## Problem requirements
Can you reproduce each of the records below word for word, leaving out the pictures?

**** Dataset ****

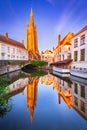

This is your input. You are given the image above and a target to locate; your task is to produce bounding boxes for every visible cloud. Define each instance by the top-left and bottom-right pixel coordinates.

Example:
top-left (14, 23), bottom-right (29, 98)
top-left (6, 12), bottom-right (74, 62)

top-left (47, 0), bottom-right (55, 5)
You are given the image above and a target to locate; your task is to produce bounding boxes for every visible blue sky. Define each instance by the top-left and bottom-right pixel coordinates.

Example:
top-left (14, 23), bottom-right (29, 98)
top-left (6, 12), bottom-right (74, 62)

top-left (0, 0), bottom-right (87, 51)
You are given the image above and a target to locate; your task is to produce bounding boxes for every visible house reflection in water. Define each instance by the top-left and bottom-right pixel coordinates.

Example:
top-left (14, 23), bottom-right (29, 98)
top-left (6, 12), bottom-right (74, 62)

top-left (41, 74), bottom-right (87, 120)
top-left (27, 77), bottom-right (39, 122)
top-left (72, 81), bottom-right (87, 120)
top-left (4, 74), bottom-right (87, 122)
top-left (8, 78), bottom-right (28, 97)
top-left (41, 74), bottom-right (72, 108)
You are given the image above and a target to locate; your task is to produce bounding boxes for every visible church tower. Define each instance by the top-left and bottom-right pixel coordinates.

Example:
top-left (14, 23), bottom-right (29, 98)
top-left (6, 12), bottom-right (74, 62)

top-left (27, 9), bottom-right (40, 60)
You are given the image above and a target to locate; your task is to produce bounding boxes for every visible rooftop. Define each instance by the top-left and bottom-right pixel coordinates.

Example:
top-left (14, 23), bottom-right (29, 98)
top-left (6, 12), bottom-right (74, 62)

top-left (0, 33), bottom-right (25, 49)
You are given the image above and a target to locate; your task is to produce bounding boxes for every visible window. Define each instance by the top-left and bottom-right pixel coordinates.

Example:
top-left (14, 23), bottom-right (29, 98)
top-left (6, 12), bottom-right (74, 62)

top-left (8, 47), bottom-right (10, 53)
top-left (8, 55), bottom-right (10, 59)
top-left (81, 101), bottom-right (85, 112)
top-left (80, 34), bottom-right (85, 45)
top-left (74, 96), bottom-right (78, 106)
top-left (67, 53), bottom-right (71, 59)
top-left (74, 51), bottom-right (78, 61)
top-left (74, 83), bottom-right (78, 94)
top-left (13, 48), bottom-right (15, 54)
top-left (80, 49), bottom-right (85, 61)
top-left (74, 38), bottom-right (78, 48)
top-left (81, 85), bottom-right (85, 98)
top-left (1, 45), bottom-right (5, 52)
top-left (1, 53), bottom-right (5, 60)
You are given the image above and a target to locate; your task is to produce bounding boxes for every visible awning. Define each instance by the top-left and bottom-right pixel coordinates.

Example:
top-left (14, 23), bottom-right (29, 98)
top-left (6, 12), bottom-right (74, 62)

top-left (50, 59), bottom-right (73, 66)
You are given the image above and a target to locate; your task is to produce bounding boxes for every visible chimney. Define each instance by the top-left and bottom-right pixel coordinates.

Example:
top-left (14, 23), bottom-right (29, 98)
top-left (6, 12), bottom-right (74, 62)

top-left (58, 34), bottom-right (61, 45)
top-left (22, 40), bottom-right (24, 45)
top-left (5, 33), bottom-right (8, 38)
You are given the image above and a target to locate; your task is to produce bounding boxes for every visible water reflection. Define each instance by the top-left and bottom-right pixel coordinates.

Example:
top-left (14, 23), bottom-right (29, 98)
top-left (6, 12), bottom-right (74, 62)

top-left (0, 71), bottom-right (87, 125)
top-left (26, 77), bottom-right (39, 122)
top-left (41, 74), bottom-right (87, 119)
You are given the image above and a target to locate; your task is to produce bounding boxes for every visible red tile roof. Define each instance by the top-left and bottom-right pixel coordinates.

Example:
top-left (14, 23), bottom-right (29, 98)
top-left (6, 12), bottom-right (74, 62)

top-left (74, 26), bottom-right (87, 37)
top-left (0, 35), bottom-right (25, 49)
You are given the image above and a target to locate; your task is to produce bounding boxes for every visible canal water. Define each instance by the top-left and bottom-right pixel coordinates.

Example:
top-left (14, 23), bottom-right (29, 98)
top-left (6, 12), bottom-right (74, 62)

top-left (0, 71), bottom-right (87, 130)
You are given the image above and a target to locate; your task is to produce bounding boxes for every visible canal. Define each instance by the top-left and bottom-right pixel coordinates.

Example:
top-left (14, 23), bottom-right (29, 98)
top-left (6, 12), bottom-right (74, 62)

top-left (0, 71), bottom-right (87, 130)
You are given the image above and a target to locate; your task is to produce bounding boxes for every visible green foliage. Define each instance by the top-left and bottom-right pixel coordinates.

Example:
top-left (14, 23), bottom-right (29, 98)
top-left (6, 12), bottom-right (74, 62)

****

## Exercise output
This is your input. You are given the image above and a target to locate; your task is to produce bounding boxes for every visible cloud. Define each instance by the top-left and bottom-right pixel coordinates.

Example:
top-left (14, 23), bottom-right (29, 98)
top-left (6, 12), bottom-right (74, 62)

top-left (47, 0), bottom-right (55, 5)
You are given the image above and a target to locate; your task is to produce bounding boxes for every visible blue sky. Define each instance by the top-left and bottom-right pixel coordinates.

Example:
top-left (14, 23), bottom-right (29, 98)
top-left (6, 12), bottom-right (74, 62)

top-left (0, 0), bottom-right (87, 51)
You are given the image above and a target to locate; your task is to produce bounding boxes for every visible house reflection in water. Define each instance by the top-left and bottom-right pixel coordinates.

Example:
top-left (14, 23), bottom-right (29, 98)
top-left (6, 12), bottom-right (74, 62)

top-left (41, 74), bottom-right (87, 120)
top-left (27, 77), bottom-right (39, 122)
top-left (72, 81), bottom-right (87, 120)
top-left (4, 74), bottom-right (87, 122)
top-left (8, 78), bottom-right (28, 97)
top-left (41, 74), bottom-right (72, 108)
You are given the image above and a target to locate; your task is to produce bounding boxes for every visible church tower. Define each instance by the top-left and bottom-right pixel coordinates.

Example:
top-left (14, 23), bottom-right (29, 98)
top-left (6, 12), bottom-right (74, 62)

top-left (27, 9), bottom-right (40, 60)
You are given the image above and a target to locate; your task is to produce bounding boxes for every visible rooftop. Define each instance by the top-left and bottom-right pixel coordinates.

Example:
top-left (14, 23), bottom-right (29, 98)
top-left (6, 12), bottom-right (74, 62)

top-left (0, 33), bottom-right (25, 49)
You are given the image above and a target to locate; your task is to produce bounding boxes for every visible window. Define each instance by the top-left and bottom-right pixel coordinates.

Example:
top-left (14, 23), bottom-right (29, 98)
top-left (6, 12), bottom-right (74, 62)

top-left (8, 47), bottom-right (10, 53)
top-left (8, 55), bottom-right (10, 59)
top-left (81, 101), bottom-right (85, 112)
top-left (80, 34), bottom-right (85, 45)
top-left (74, 96), bottom-right (78, 106)
top-left (67, 53), bottom-right (71, 59)
top-left (74, 51), bottom-right (78, 61)
top-left (74, 83), bottom-right (78, 94)
top-left (13, 48), bottom-right (15, 54)
top-left (80, 49), bottom-right (85, 61)
top-left (74, 38), bottom-right (78, 48)
top-left (81, 85), bottom-right (85, 98)
top-left (1, 45), bottom-right (5, 52)
top-left (1, 53), bottom-right (5, 60)
You are given the image above and a target to locate; your task is to produce bounding boxes for every visible awning. Define each instance by the top-left and bottom-right pixel coordinates.

Example:
top-left (14, 23), bottom-right (29, 98)
top-left (6, 12), bottom-right (74, 62)

top-left (50, 59), bottom-right (73, 66)
You are given the image above and a target to locate; your task is to produce bounding boxes for every visible chimney. Define each instance by the top-left and bottom-right pixel coordinates.

Example:
top-left (14, 23), bottom-right (29, 98)
top-left (6, 12), bottom-right (74, 62)

top-left (58, 34), bottom-right (61, 45)
top-left (22, 40), bottom-right (24, 45)
top-left (5, 33), bottom-right (8, 38)
You are given the image above and a target to locate; your task is to produce bounding boxes for every visible water reflection. Define each instance by the top-left and bottom-right pixel coordinates.

Example:
top-left (14, 23), bottom-right (29, 98)
top-left (6, 12), bottom-right (74, 62)

top-left (0, 71), bottom-right (87, 125)
top-left (26, 77), bottom-right (39, 122)
top-left (41, 74), bottom-right (87, 119)
You are given the image above and a target to locate; your task is to produce bounding boxes for every visible red tile roof. Define each instance by the top-left and bottom-right pixel coordinates.

Example:
top-left (14, 23), bottom-right (29, 98)
top-left (6, 12), bottom-right (74, 62)

top-left (74, 26), bottom-right (87, 37)
top-left (0, 35), bottom-right (25, 49)
You are given the image above and a target to locate; your task is to produce bounding boxes for every visible canal water. Define each instance by the top-left and bottom-right pixel coordinates.

Example:
top-left (14, 23), bottom-right (29, 98)
top-left (6, 12), bottom-right (74, 62)

top-left (0, 71), bottom-right (87, 130)
You are given the image above and a target to locate; your task is to produce bounding boxes for every visible canal. Define each instance by the top-left and bottom-right pixel coordinates.

Example:
top-left (14, 23), bottom-right (29, 98)
top-left (6, 12), bottom-right (74, 62)

top-left (0, 71), bottom-right (87, 130)
You are given the image above and a target to locate; your task is to produce bounding boxes for every visible green foliage. Define each instance by the top-left and bottom-right pixel coordinates.

Example:
top-left (14, 23), bottom-right (29, 98)
top-left (6, 12), bottom-right (74, 62)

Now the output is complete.